**CHALLENGES:**
1. In the sea ice excerpt, why does the commenter think the quality of first-year ice might affect the transition to ice-free summers?
2. Quote the sea ice excerpt between "notjonathon said..." and "able to grasp.", inclusive.
3. According to the sea ice excerpt, which decade does the author suspect Overland and Wang may be right in pinning a virtually sea ice free state on?
** start of EXCERPTED PASSAGE **
So I do not expect to see a virtually sea ice free state until later in the next decade - at the earliest, I suspect that Overland and Wang may be proven right in pinning it on the 2030s. In terms of expectations amongst many in the amateur sea ice community this is a slow transition. However in geological terms it remains abrupt.


Appendix for Dromicosuchus, who asked if the process of April ice thickness loss levelling is happening in any of the peripheral seas.











27 comments:

notjonathon said...

Given generally warmer winters, mightn't the quality of the first-year ice prove to be a factor in the process of transition to ice-free summers? It seems possible that winter freezes would produce ice that is less resistant to early melt, particularly if (when) the melting season grows longer.

I have been following your blog for some time, and I've always looked forward to your analyses on the Arctic Forum. Since you've obviously spent a lot more time and energy studying this than I have, your thoughts carry a lot of weight, but I wonder if there may not be many more factors in this whole process than any of us have been able to grasp.
** end of EXCERPTED PASSAGE **
** start of DATASET CONTENT **
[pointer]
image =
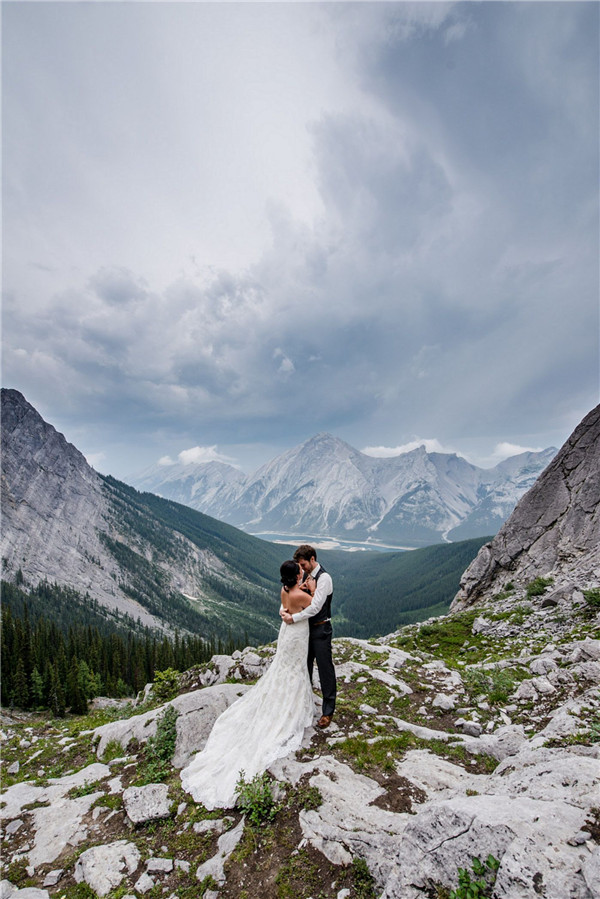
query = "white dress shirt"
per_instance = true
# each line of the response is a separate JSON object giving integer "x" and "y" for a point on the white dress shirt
{"x": 323, "y": 589}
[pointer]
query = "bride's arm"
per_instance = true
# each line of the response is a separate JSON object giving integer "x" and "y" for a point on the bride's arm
{"x": 297, "y": 600}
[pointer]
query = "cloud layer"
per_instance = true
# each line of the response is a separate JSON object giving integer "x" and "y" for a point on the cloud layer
{"x": 241, "y": 224}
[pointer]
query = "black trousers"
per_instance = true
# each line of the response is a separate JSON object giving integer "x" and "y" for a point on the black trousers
{"x": 319, "y": 650}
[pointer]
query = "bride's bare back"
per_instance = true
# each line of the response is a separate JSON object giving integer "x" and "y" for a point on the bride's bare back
{"x": 295, "y": 599}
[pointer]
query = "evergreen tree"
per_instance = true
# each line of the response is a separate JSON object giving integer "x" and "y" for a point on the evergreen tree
{"x": 21, "y": 688}
{"x": 56, "y": 697}
{"x": 37, "y": 688}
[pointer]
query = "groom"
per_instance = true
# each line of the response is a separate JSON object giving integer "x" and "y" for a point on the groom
{"x": 320, "y": 630}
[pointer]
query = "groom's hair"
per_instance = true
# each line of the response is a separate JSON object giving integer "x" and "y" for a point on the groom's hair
{"x": 305, "y": 552}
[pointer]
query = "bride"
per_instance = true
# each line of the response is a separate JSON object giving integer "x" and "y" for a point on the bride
{"x": 268, "y": 721}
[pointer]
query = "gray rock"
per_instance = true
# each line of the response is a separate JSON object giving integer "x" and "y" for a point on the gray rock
{"x": 30, "y": 893}
{"x": 143, "y": 883}
{"x": 444, "y": 702}
{"x": 585, "y": 650}
{"x": 526, "y": 690}
{"x": 216, "y": 824}
{"x": 197, "y": 712}
{"x": 591, "y": 872}
{"x": 554, "y": 528}
{"x": 159, "y": 865}
{"x": 542, "y": 665}
{"x": 52, "y": 877}
{"x": 542, "y": 685}
{"x": 481, "y": 625}
{"x": 104, "y": 867}
{"x": 215, "y": 866}
{"x": 42, "y": 473}
{"x": 147, "y": 803}
{"x": 472, "y": 728}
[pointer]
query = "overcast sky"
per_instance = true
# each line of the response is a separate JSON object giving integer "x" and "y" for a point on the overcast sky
{"x": 230, "y": 226}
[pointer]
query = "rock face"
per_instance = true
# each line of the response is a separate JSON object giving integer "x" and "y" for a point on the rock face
{"x": 53, "y": 507}
{"x": 325, "y": 486}
{"x": 64, "y": 523}
{"x": 555, "y": 528}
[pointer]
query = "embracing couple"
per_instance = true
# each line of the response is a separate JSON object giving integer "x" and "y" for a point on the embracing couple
{"x": 306, "y": 596}
{"x": 268, "y": 722}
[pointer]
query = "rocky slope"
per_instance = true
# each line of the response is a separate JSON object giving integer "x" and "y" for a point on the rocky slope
{"x": 467, "y": 737}
{"x": 64, "y": 523}
{"x": 326, "y": 487}
{"x": 471, "y": 736}
{"x": 555, "y": 529}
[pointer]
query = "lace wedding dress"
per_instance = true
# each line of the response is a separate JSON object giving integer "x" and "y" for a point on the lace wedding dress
{"x": 265, "y": 724}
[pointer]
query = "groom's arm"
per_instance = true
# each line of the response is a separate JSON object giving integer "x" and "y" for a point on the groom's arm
{"x": 323, "y": 589}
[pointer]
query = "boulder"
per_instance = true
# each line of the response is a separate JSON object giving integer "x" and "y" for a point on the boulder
{"x": 197, "y": 712}
{"x": 104, "y": 867}
{"x": 147, "y": 803}
{"x": 215, "y": 866}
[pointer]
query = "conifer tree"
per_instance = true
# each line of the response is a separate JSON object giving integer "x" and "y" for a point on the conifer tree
{"x": 37, "y": 688}
{"x": 21, "y": 687}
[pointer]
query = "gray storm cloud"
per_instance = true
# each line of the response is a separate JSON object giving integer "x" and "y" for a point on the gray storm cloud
{"x": 431, "y": 269}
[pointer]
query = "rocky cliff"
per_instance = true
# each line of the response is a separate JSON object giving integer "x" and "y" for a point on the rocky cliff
{"x": 463, "y": 749}
{"x": 554, "y": 530}
{"x": 64, "y": 523}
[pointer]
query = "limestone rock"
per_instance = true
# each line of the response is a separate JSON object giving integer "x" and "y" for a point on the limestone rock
{"x": 30, "y": 893}
{"x": 444, "y": 702}
{"x": 215, "y": 866}
{"x": 144, "y": 883}
{"x": 104, "y": 867}
{"x": 197, "y": 712}
{"x": 147, "y": 803}
{"x": 555, "y": 527}
{"x": 591, "y": 873}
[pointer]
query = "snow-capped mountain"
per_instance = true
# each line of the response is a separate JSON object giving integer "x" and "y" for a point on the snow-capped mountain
{"x": 326, "y": 487}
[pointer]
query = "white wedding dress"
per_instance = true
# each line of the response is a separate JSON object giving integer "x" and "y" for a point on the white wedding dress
{"x": 265, "y": 724}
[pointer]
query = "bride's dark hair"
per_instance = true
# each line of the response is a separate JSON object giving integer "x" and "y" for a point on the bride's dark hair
{"x": 289, "y": 574}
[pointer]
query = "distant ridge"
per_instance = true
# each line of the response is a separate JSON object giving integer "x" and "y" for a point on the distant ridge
{"x": 326, "y": 487}
{"x": 154, "y": 562}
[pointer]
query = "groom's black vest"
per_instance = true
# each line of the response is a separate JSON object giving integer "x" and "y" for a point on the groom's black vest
{"x": 325, "y": 611}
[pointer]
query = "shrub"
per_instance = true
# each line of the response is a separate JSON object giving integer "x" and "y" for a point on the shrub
{"x": 477, "y": 889}
{"x": 255, "y": 799}
{"x": 159, "y": 749}
{"x": 166, "y": 683}
{"x": 538, "y": 585}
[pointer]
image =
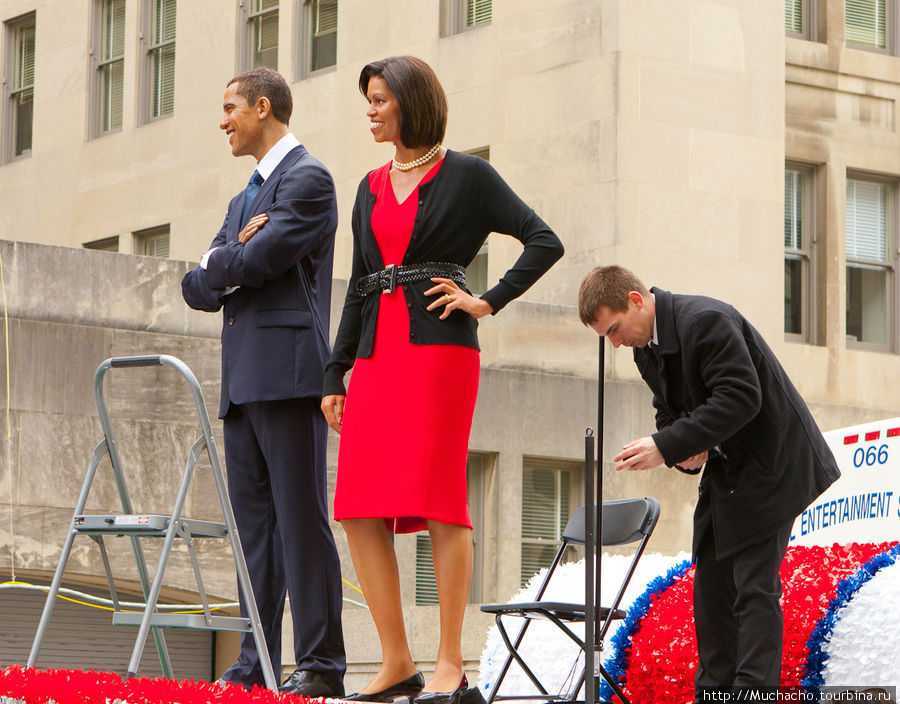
** end of DATASET CONTENT **
**SOLUTION LIST:**
1. The commenter points to generally warmer winters. Winter freezes under those conditions might produce ice that resists early melt less well, especially if the melting season gets longer.

2.
notjonathon said...

Given generally warmer winters, mightn't the quality of the first-year ice prove to be a factor in the process of transition to ice-free summers? It seems possible that winter freezes would produce ice that is less resistant to early melt, particularly if (when) the melting season grows longer.

I have been following your blog for some time, and I've always looked forward to your analyses on the Arctic Forum. Since you've obviously spent a lot more time and energy studying this than I have, your thoughts carry a lot of weight, but I wonder if there may not be many more factors in this whole process than any of us have been able to grasp.

3. The 2030s.